Start of Text for analysis

I had my eyes lasered six months and ten days ago, and I thought it might be useful to take a minute and talk about how that’s been going.
And honestly, so far, my experience has been kind of mixed. I am very definitely still healing, and things are still changing on a week-to-week basis. One thing I wasn’t aware of going into the process was that apparently nearsightedness takes a bit longer to heal than farsightedness does, and I was quite nearsighted. I’m also suffering from not being able to simply put my glasses back on to compare glasses-assisted vision to what I have now. So let’s do a pros and cons list.
Pros:
- Pain, even very early on, has been virtually nonexistent. For the first couple of days after the surgery the first maybe five minutes after waking up, when I’m just opening my eyes for the first time, had that sort of pebbly there’s-something-under-my-eyelids feeling that you might get when you’re really tired. But that went away quickly and there’s been no issues since then.
- I’ve experienced no starbursting or any degeneration of my ability to drive at night.
- Close-up vision is essentially perfect for 90% of the day, and my vision has been corrected to somewhere in the 20/20-25/20 range. For the purposes of this conversation I’m defining “close-up” as anything within five or six feet, and when they give you that little card to read at “normal reading distance” at the eye doctor I can read the smallest print easily.. This is where I wish I had my glasses, because there’s a lot of “could I have read that with my glasses on seven months ago?” going on with text that is farther away than that.

End of Text for analysis

**Tasks and exercises:**
a – Retype the passage of the eye surgery text starting at "I had my eyes" and ending at "and cons list.".
b – Decide whether each statement agrees with the eye surgery text, answering yes or no and quoting the deciding words: (i) Before the surgery, the writer was farsighted. (ii) The writer's ability to drive at night has gotten worse since the surgery. (iii) At normal reading distance, the writer can read the smallest print on the card at the eye doctor.

Start of Entries supplied

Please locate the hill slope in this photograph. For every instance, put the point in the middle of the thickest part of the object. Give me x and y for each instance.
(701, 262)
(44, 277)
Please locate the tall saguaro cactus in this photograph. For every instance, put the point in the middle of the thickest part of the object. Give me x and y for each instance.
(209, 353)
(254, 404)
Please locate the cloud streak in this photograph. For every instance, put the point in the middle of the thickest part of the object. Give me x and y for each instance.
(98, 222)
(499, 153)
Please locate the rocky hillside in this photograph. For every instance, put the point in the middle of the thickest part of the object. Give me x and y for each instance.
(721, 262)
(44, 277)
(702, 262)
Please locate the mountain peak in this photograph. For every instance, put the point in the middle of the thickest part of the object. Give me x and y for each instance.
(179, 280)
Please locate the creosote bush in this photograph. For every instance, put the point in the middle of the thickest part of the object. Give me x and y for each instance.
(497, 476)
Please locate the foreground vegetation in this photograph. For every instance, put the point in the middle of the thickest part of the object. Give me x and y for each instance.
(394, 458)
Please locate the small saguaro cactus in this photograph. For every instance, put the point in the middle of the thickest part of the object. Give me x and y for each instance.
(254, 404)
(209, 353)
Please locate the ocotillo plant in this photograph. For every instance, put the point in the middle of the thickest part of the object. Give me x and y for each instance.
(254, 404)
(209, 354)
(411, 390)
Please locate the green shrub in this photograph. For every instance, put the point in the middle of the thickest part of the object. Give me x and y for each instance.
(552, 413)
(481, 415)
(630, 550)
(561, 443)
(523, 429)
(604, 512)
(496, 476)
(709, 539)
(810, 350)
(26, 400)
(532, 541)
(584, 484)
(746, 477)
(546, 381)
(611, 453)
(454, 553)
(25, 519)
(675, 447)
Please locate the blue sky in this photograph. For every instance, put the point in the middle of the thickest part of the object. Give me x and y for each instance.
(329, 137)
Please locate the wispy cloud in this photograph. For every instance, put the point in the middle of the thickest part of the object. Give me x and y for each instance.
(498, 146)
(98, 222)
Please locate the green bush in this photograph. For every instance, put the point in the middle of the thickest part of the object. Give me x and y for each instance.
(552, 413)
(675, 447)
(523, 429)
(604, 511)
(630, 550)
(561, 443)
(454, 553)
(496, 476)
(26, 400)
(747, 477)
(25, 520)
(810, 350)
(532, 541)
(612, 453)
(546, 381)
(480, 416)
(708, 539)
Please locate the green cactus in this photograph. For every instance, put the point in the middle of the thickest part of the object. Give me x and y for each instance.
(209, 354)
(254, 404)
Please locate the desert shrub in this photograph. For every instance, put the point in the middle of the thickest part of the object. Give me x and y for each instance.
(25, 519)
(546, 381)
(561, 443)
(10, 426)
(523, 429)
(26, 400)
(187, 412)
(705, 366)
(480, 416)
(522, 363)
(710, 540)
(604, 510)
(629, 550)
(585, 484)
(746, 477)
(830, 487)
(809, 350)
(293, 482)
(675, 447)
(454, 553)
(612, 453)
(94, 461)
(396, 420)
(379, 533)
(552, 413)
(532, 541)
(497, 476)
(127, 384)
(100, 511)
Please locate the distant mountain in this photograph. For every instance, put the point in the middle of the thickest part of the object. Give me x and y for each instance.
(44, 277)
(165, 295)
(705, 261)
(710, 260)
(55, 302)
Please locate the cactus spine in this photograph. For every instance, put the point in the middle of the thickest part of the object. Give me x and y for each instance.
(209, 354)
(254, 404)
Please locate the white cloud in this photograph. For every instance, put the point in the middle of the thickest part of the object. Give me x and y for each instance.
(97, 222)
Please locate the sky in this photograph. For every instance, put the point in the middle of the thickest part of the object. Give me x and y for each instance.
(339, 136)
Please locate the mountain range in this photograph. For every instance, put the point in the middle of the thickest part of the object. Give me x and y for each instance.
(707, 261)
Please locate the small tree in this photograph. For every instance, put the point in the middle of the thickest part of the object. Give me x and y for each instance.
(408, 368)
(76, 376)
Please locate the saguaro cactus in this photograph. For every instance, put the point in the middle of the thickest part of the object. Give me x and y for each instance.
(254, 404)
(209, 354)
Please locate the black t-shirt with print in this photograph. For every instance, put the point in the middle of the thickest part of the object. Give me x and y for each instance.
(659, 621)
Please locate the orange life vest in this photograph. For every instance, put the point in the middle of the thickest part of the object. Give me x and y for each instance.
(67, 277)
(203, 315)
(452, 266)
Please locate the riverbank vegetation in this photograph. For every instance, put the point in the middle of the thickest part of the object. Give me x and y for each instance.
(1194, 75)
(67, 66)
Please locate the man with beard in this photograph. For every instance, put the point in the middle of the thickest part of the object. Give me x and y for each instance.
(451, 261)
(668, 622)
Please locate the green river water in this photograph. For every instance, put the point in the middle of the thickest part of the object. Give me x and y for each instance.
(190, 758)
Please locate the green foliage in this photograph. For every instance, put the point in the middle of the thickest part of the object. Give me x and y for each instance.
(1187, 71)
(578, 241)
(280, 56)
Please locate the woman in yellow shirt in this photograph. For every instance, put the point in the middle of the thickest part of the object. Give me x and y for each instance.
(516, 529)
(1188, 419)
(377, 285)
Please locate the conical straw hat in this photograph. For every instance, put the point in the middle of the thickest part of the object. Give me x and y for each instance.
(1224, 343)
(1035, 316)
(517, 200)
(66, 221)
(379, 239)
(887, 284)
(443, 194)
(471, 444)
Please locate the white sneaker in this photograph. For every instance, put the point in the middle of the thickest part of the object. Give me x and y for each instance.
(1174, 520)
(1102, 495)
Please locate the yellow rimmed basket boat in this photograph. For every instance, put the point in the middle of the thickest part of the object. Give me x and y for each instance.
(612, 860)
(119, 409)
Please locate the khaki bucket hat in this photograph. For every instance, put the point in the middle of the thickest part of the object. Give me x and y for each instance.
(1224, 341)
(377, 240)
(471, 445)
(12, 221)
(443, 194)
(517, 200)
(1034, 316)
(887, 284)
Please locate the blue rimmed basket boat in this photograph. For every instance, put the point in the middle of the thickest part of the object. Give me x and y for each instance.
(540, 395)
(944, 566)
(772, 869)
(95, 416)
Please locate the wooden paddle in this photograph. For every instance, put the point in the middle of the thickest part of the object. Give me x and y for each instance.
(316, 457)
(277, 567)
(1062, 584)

End of Entries supplied

**Answer list:**
a –
I had my eyes lasered six months and ten days ago, and I thought it might be useful to take a minute and talk about how that’s been going.
And honestly, so far, my experience has been kind of mixed. I am very definitely still healing, and things are still changing on a week-to-week basis. One thing I wasn’t aware of going into the process was that apparently nearsightedness takes a bit longer to heal than farsightedness does, and I was quite nearsighted. I’m also suffering from not being able to simply put my glasses back on to compare glasses-assisted vision to what I have now. So let’s do a pros and cons list.

b –
(i) No: "I was quite nearsighted."
(ii) No: "I’ve experienced no starbursting or any degeneration of my ability to drive at night."
(iii) Yes: "I can read the smallest print easily"